Дорсетширский затворник
5 ноября 2005 года умер британский прозаик Джон Фаулз. Писатель настолько популярный и любимый в России, что и для нас это большая потеря. 25 лет его читали в России и будут, думаю, читать еще очень долго. А начиналось все так.
Весной 1979 года журнал "Иностранная литература" в # 3 опубликовал повесть Фаулза "Башня из черного дерева". Автора отрекомендовали как молодого и перспективного, а приложенный портрет явил действительно моложавого симпатичного человека с недлинной, но густой бородой и прямым ясным взглядом; лишь биографическая справка уточняла, что "молодой перспективный" британец уже перевалил на шестой десяток, а в творческом архиве у него числятся несколько весьма капитальных книг.
Ныне, двадцать пять лет спустя после дебюта, Джон Фаулз представлен у нас по высшей категории. Все его основные сочинения переведены на русский. В течение десяти лет (1985-1995) Фаулз устойчиво входил в число самых издаваемых-покупаемых-читаемых-комментируемых. Сейчас бум притих. Патриарх современной английской литературы занял прочное, только ему подобающее и приличествующее место в кругу наших зарубежных преференций.
За честь считаться родиной Гомера спорили семь древнегреческих городов. Нечто подобное происходит с русской передачей названий фаулзовских романов. "Collector" проходит у нас как "Коллекционер", хотя атмосфере романа больше соответствует "Собиратель". "Magus", помимо прямого аналога ("Маг") и ближайшего соответствия ("Кудесник"), волею переводчика закрепился под славянски-стилизованным именем "Волхв". "Maggot" ("Личинка") получил другое название этой стадии метаморфоза насекомых - "Червь". "Woman of French lieutenant" проходила как "Женщина┘", "Подруга┘" и "Любовница┘", хотя слова girlmate и paramour в оригинале отсутствовали. Сборник эссе "Wormholes" ("Червоточины") трансформировался в "Кротовые норы". Лишь на "Ebony Tower" никто не покусился - равно как никто не потрудился отметить, что франкофил Фаулз создал англоязычный аналог tour d' ivoir, "башни из слоновой кости"; этот строительный материал для башен привычен русскому слуху, а вот из черного дерева у нас фабрикуют разве что мебель и безделушки.
Дорсетширский затворник, как именовала Фаулза западная печать, вошел в пространство русских литературных восприятий в роли представителя "племени младого, незнакомого". Он и вправду был вызывающе незнаком и непривычен - и этим первоначально интересен. Пока не вышли из употребления ржавые инструменты соцреалистической интерпретации, в Фаулза вчитывали и из него вычитывали, само собой разумеется, "антибуржуазность" и "протест". Иначе и быть не могло: западная литераторская продуктивность в советском ее понимании обретала состоятельность только в модусах "анти" и "против".

========================

- _Что требуется_:
**a)** Ответьте по тексту о Фаулзе:
(i) Когда умер Джон Фаулз?
(ii) В каком номере журнала и какой весной вышла повесть «Башня из черного дерева»?
(iii) Под каким названием роман «Magus» закрепился в русском переводе?
**b)** Согласуются ли с текстом о Фаулзе эти утверждения? Ответьте «да» или «нет» и приведите решающие слова текста.
(i) Повесть «Башня из черного дерева» напечатал журнал «Иностранная литература».
(ii) Бум вокруг Фаулза в России продолжается и сейчас.
(iii) По-русски сборник эссе «Wormholes» вышел под названием «Червоточины».
**c)** Подхватите текст о Фаулзе и продолжите его после последнего абзаца.

[Данные точечной разметки]
========================

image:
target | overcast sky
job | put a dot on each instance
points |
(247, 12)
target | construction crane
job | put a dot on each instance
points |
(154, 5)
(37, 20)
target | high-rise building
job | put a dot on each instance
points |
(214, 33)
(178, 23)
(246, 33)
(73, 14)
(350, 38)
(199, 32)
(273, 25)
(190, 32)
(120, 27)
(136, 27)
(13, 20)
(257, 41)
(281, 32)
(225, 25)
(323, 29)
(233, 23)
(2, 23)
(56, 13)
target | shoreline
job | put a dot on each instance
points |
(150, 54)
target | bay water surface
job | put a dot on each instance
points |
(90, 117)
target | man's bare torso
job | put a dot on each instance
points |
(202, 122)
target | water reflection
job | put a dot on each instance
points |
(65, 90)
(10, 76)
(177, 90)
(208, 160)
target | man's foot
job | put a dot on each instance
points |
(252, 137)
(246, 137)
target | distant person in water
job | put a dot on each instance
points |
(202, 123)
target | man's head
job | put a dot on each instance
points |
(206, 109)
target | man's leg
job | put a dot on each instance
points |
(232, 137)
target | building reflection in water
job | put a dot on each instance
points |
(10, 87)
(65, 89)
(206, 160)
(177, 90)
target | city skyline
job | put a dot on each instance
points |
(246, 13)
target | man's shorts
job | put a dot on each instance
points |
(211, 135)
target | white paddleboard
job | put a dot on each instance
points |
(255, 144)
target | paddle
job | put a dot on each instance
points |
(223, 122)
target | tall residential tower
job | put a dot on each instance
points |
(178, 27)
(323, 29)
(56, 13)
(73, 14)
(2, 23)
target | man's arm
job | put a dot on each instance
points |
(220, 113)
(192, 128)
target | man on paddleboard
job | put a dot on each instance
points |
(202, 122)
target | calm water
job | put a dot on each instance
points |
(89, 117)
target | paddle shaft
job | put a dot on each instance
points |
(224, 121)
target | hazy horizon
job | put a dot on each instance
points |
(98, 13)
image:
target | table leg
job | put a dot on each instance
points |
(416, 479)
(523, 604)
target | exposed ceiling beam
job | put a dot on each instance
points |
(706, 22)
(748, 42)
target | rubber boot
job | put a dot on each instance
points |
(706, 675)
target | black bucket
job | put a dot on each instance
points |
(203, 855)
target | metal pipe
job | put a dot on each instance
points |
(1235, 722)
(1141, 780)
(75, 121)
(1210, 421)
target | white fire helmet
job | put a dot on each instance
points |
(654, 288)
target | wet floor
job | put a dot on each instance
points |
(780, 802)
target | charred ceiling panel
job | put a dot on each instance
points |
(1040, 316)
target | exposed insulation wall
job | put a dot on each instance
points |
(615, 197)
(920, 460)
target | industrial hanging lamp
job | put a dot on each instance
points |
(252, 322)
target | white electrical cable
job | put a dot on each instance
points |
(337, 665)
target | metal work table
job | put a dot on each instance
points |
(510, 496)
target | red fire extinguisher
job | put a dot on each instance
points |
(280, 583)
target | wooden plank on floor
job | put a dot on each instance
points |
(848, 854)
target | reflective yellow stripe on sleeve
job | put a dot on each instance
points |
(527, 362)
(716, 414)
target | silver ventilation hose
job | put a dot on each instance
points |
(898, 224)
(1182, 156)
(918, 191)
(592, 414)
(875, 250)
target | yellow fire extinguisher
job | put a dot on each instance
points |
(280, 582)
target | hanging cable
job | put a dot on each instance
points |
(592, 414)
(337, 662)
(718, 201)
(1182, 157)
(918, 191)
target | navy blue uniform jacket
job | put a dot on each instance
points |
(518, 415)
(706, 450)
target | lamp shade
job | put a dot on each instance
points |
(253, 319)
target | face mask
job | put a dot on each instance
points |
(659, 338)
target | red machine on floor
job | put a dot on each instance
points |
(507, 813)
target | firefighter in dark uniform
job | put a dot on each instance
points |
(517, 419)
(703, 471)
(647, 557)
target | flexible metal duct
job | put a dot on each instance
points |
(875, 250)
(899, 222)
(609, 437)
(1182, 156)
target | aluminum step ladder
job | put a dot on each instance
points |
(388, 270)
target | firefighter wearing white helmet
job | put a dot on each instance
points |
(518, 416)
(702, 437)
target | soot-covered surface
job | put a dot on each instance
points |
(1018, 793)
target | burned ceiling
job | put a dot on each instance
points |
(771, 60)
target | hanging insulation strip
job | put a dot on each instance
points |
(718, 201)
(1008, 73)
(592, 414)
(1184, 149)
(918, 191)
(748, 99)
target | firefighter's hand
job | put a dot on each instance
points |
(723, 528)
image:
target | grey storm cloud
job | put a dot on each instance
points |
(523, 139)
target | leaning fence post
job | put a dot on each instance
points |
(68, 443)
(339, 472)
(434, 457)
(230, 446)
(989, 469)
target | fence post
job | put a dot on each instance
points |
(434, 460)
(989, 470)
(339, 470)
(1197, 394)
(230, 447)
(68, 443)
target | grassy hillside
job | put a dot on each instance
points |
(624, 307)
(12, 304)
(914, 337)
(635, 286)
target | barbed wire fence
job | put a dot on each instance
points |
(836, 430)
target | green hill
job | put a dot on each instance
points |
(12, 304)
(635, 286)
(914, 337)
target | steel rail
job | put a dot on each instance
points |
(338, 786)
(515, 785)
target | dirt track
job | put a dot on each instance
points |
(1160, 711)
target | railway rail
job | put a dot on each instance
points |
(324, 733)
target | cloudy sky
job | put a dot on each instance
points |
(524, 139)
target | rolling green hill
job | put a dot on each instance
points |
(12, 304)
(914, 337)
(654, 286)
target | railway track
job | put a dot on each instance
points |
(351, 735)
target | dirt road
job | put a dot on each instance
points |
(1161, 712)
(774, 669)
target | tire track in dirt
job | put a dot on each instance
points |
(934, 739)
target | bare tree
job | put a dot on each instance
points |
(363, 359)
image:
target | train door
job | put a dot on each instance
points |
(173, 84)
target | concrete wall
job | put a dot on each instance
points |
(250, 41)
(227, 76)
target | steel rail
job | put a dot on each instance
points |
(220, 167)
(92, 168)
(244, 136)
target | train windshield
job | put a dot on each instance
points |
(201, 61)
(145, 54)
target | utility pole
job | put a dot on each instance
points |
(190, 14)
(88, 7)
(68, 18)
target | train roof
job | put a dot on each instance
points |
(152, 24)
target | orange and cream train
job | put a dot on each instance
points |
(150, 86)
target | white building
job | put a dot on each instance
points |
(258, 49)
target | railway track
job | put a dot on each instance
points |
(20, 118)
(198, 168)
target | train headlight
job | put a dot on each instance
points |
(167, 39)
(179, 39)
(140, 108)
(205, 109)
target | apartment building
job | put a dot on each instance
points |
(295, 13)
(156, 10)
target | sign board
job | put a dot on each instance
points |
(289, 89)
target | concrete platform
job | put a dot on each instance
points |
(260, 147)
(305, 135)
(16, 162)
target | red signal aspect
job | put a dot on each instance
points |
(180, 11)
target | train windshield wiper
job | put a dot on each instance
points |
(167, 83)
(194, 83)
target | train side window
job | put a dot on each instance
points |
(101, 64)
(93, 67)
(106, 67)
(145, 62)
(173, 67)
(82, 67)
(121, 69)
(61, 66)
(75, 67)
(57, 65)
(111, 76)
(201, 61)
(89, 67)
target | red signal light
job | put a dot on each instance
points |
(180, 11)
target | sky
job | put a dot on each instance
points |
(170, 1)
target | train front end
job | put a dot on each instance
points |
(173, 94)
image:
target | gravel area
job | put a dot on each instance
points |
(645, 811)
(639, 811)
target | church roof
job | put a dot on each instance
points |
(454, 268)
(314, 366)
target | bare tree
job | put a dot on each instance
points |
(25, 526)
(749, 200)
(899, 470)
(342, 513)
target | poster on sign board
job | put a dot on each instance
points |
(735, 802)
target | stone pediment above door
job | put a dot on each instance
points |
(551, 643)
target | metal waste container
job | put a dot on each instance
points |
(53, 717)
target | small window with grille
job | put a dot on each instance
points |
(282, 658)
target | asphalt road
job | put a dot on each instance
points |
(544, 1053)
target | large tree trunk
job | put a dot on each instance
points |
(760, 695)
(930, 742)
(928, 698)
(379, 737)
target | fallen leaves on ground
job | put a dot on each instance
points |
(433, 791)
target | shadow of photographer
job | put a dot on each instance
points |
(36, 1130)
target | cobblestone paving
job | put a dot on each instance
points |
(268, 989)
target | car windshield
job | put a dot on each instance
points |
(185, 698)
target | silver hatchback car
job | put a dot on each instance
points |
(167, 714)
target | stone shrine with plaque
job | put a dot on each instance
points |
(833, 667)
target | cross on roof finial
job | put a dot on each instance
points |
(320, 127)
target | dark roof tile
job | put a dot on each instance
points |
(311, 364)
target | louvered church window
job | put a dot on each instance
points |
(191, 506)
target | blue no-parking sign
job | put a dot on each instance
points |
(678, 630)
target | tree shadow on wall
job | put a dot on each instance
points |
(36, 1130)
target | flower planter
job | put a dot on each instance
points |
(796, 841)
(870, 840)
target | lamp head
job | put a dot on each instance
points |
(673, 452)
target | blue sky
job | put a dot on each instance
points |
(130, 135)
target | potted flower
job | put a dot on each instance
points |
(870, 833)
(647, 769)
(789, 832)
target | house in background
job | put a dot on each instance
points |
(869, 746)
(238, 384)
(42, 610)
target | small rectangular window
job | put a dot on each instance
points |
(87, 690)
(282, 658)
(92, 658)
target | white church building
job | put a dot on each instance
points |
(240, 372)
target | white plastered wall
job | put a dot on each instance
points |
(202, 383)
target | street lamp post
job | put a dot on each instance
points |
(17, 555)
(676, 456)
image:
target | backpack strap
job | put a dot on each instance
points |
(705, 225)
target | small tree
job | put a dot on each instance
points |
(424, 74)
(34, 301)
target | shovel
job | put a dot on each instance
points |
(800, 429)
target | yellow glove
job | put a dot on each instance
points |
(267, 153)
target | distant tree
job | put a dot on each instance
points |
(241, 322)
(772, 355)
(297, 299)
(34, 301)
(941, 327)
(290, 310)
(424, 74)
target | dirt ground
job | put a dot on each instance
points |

========================

- _Ответы по заданиям_:
**a)**
(i) 5 ноября 2005 года.
(ii) В № 3 журнала «Иностранная литература» весной 1979 года.
(iii) «Волхв».

**b)**
(i) Да: «журнал "Иностранная литература" в # 3 опубликовал повесть Фаулза "Башня из черного дерева"».
(ii) Нет: «Сейчас бум притих».
(iii) Нет: «Сборник эссе "Wormholes" ("Червоточины") трансформировался в "Кротовые норы"».

**c)**
Не хочу быть англичанином
"Я не хочу быть английским писателем, я хочу быть писателем европейским, то есть я сказал бы - мегаевропейским (Европа плюс Америка плюс Россия плюс все те страны, где культура является по существу европейской). Этого требует вовсе не мое непомерное тщеславие, не попытка прыгнуть выше собственной головы, но простой здравый смысл. Какой толк писать для того, чтобы тебя читали только в Англии? Я даже и англичанином-то быть не хочу. Мой родной язык - английский, но я - мегаевропеец". Эта "антипатриотическая" отповедь, содержащая комплиментарный посыл в адрес России, была произнесена ровно 40 лет назад, в 1964 году, автором, который с точки зрения творческой динамики раскрылся непозволительно поздно, зато успешно. Фаулз опубликовал первый роман в 37-летнем возрасте, явно не спеша вбить заявочный столб; десять лет он набивал письменный стол планами, черновиками и набросками. Став признанным известным писателем, Фаулз продолжал являть старомодную флоберовскую въедливость - спустя 13 лет после выхода "Волхва" создал вторую редакцию романа; в 1998-м уделил немало времени отбору текстов для "представительного" небеллетристического сборника "Кротовые норы". Еще более вызывающ Фаулз в публичных высказываниях (хотя и признавался, что любит интервьюеров так же, как коммунист любит гестапо). Его демонстративный атеизм, презрение к политической деятельности, домоседство, насмешки в адрес поклонников гипертрофированного литературного экспериментаторства, вполне "соцреалистические" суждения ("Я защищаю институт гуманизма и роман как гуманистическое предприятие"), англофильство в сочетании с ярой и резкой критичностью по отношению к национальным реалиям и феноменам - все это создало Фаулзу репутацию этакого строптивца, хотя писатель по натуре редкостно сдержан и никогда не инициирует дискуссии, даже безобидные.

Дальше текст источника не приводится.